* WORK INSTRUCTIONS:
Report every line in the rows below that contains the word "building".

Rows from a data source
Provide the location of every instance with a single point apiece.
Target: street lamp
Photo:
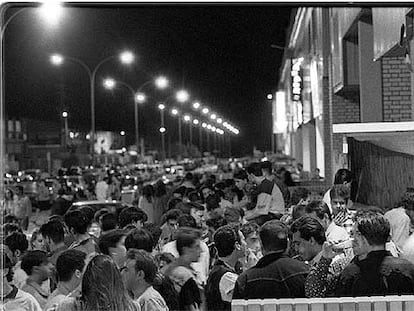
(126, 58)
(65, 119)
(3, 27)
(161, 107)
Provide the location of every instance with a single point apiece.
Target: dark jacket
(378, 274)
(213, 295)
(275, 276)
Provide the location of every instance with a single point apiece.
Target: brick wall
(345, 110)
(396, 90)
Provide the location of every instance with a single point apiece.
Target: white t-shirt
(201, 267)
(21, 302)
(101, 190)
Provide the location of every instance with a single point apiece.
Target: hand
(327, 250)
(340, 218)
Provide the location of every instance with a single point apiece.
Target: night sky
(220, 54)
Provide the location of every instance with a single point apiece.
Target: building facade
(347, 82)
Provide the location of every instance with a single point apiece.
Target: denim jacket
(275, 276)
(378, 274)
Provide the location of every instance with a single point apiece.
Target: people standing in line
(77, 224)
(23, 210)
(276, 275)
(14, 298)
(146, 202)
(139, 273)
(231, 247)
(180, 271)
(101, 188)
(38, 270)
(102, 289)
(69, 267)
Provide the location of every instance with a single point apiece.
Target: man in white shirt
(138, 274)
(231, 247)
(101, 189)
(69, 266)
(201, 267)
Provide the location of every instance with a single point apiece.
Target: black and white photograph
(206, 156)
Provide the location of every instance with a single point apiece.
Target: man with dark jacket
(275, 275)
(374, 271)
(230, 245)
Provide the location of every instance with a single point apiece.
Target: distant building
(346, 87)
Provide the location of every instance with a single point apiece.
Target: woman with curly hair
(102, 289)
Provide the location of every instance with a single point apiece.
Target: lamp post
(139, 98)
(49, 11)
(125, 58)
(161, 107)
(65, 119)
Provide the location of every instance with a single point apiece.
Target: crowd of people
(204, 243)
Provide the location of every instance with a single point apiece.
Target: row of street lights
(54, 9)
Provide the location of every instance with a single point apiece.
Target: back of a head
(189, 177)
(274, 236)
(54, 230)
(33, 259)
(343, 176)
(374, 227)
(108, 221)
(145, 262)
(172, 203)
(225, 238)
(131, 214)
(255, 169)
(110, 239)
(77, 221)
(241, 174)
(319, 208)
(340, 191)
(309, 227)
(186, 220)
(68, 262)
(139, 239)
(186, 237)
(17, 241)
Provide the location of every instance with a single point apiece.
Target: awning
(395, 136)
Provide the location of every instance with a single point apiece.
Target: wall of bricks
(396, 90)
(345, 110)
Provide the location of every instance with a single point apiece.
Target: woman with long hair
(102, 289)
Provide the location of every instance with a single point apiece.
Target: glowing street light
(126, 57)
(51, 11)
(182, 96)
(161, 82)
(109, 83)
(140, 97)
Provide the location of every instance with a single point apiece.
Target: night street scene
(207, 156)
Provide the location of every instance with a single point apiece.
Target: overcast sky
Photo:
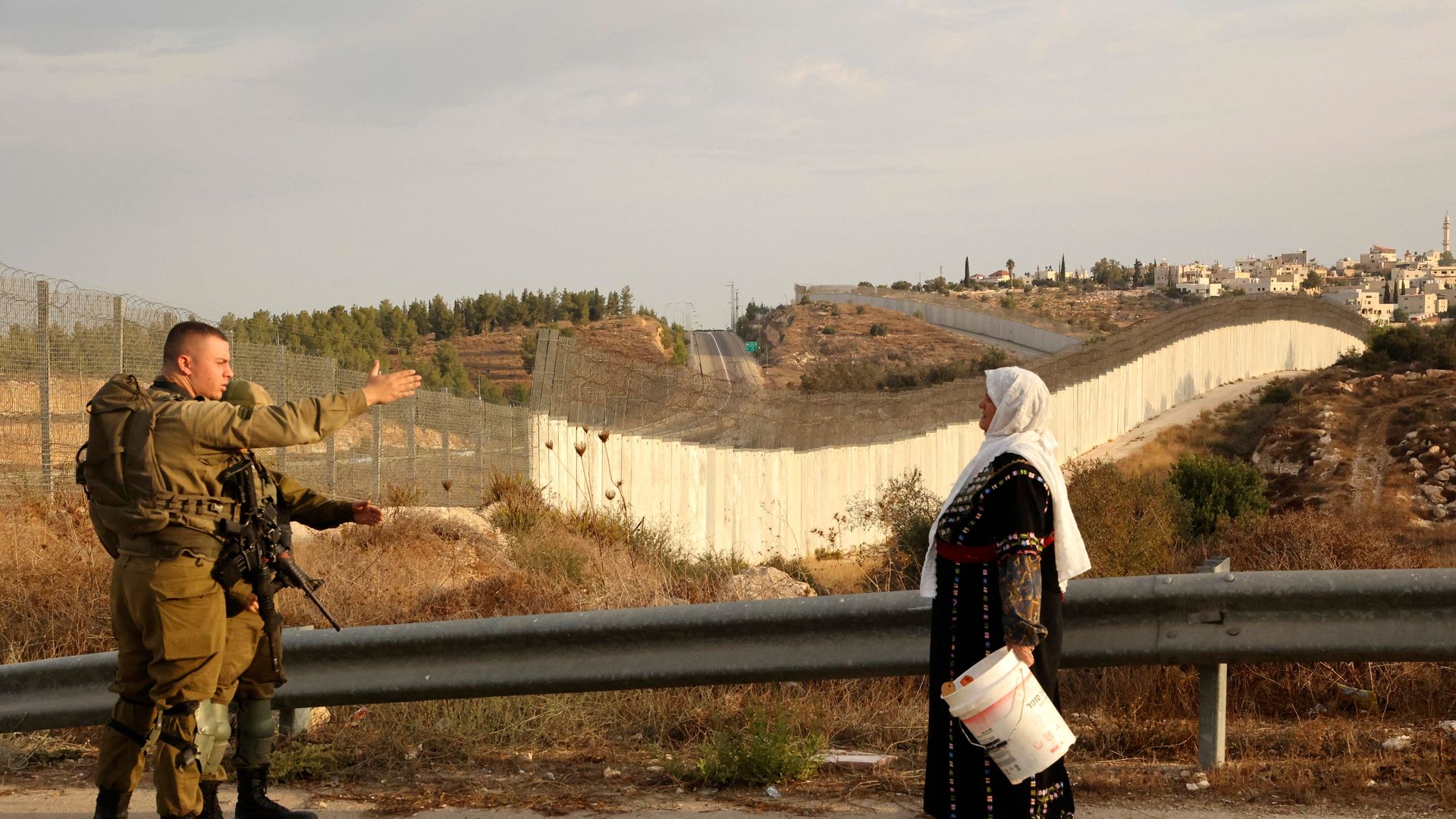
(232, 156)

* EXERCISE RESULT:
Target: building facade
Target: distant building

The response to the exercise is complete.